# [Enunciado]
Dê continuidade ao trecho sobre o sertão e a memória na ficção roseana, começando logo após a última frase.

# [Trecho do documento]
---*---
Para sermos exatos, devo dizer-lhe que nasci em Cordisburgo, uma cidadezinha não muito interessante, mas para mim, sim, de muita importância. Além disso, em Minas Gerais: sou mineiro. E isto sim é o importante, pois quando escrevo, sempre me sinto transportado para esse mundo: Cordisburgo. Não acha que soa como algo muito distante? Sabe também que uma parte de minha família é, pelo sobrenome, de origem portuguesa, mas na realidade é um sobrenome suevo que na época das migrações era Guimaranes, nome que também designava a capital de um estado suevo na Lusitânia? Portanto, pela minha origem, estou voltado para o remoto, o estranho. Você certamente conhece a história dos suevos. Foi um povo que, como os celtas, emigrou para todos os lugares sem poder lançar raízes em nenhum. Este destino, que foi tão intensamente transmitido a Portugal, talvez tenha sido culpado por meus antepassados se apegarem com tanto desespero àquele pedaço de terra que se chama o sertão. E eu também estou apegado a ele.2

O Sertão ficcional roseano simboliza a casa inesquecível do Artista Literário. Dentro desta casa íntima há um determinado Sertão que não se esquece, por isto ele diz a Lorenz, na Entrevista, que leva o sertão dentro dele e que o mundo em que vive é também o sertão3. Sua literatura nasceu de sua vida íntima e sua verdade existencial se orienta através das recordações do sertão. A memória (matéria épica) é insuficiente para transmitir sentimentos que remontam a pré-fase da humanidade, inserida na alma de um único homem. Pelo prisma psicológico/filosófico de Gaston Bachelard (POÉTICA DO ESPAÇO), a primeira morada será sempre a base de futuras recordações.
---*---
Dados de anotação por pontos:

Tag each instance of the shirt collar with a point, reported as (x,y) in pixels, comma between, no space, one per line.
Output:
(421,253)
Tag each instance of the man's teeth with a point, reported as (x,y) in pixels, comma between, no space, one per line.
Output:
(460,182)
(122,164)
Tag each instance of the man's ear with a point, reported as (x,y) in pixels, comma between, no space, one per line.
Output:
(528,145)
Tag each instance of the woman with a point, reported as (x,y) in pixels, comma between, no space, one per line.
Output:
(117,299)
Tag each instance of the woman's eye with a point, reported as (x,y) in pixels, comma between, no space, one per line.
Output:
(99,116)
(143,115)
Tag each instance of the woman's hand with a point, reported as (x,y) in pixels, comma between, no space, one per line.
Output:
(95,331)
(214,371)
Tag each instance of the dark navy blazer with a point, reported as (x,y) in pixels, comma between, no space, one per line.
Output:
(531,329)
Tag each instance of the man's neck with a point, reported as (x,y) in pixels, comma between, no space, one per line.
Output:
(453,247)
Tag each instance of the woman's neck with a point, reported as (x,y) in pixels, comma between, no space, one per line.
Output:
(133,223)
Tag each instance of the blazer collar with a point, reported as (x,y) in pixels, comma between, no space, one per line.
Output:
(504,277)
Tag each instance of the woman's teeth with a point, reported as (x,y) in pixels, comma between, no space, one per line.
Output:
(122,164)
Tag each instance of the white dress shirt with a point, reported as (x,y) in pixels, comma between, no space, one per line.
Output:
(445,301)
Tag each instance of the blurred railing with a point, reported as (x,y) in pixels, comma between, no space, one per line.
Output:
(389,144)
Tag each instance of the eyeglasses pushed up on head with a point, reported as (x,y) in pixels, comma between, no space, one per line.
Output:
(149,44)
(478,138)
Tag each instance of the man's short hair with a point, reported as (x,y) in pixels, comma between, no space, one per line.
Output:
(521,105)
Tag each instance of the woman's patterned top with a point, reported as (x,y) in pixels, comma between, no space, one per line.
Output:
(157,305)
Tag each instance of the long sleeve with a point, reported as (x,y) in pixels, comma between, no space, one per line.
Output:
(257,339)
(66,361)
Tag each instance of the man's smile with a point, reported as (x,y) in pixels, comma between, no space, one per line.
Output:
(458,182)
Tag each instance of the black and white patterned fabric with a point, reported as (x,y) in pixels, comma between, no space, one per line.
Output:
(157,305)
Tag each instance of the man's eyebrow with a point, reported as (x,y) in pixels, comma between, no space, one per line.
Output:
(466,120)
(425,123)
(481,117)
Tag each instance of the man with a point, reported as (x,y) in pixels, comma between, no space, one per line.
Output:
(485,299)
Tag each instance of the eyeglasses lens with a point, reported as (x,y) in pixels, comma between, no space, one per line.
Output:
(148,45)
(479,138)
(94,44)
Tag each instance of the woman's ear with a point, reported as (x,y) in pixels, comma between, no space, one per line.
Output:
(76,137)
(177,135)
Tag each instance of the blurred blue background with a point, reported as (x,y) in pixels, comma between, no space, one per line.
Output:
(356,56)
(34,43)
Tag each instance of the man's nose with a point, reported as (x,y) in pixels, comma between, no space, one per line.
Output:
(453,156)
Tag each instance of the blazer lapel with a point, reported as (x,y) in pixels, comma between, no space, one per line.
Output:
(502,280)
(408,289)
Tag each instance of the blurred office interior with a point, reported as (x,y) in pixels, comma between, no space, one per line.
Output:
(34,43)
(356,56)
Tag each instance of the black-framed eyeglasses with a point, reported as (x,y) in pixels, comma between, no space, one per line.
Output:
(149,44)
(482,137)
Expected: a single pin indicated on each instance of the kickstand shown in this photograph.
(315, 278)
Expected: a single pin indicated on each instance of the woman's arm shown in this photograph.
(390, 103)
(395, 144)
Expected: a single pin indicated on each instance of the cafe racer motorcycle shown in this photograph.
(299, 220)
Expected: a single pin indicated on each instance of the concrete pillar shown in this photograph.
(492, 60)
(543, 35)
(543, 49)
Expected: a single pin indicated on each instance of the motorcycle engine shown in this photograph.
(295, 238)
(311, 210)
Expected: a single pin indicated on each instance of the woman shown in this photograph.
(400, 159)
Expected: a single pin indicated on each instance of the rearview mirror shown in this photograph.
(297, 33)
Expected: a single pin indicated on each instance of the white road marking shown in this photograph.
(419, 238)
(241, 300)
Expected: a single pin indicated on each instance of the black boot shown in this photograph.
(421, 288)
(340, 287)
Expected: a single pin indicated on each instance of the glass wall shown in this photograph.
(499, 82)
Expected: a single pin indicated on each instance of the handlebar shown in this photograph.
---*---
# [Resposta escrita]
As primeiras vivências, mesmo aparentemente esquecidas, permanecem alojadas, armazenadas em íntimos compartimentos secretos. O interior desse sertão (sua intimidade, sua primeira morada) transparece por meio do olhar nostálgico de seu narrador. Se a narrativa, nas últimas seqüências, se processa mediante um discurso diferente do comumente usado para reproduzir a realidade, isto se dá graças à complexidade de se recordar de quem narra. A recordação (matéria lírica) é caótica e, pelo ponto de vista da criação, valiosa. Por estas razões, as imagens finais se encontram dispersas e, ao mesmo tempo, há um corpo de imagens4, fervilhante, que as legitima no âmbito da ficcionalidade.

Seguindo ainda as teorizações de Bachelard, percebe-se que esse acúmulo de imagens (ou imaginação além dos limites) aumenta os valores da verdadeira realidade do sertão mineiro no sentido material. O sertão mineiro foi a primeira morada do escritor Guimarães Rosa, o Sertão literário roseano concentra as imagens dessa casa. No sertão da infância, antes de tomar para si as rédeas de sua própria proteção, ele foi um ser protegido. Foi ali que conheceu o calor do fogão a lenha e o aconchego do afeto familiar. Depois o mundo o envolveu.

Bachelard diz que "a casa é o nosso canto do mundo"5. Guimarães Rosa adquiriu inúmeros talentos, projetou-se, transformou-se em cidadão do mundo, mas o sertão permaneceu como seu canto do mundo no Mundo.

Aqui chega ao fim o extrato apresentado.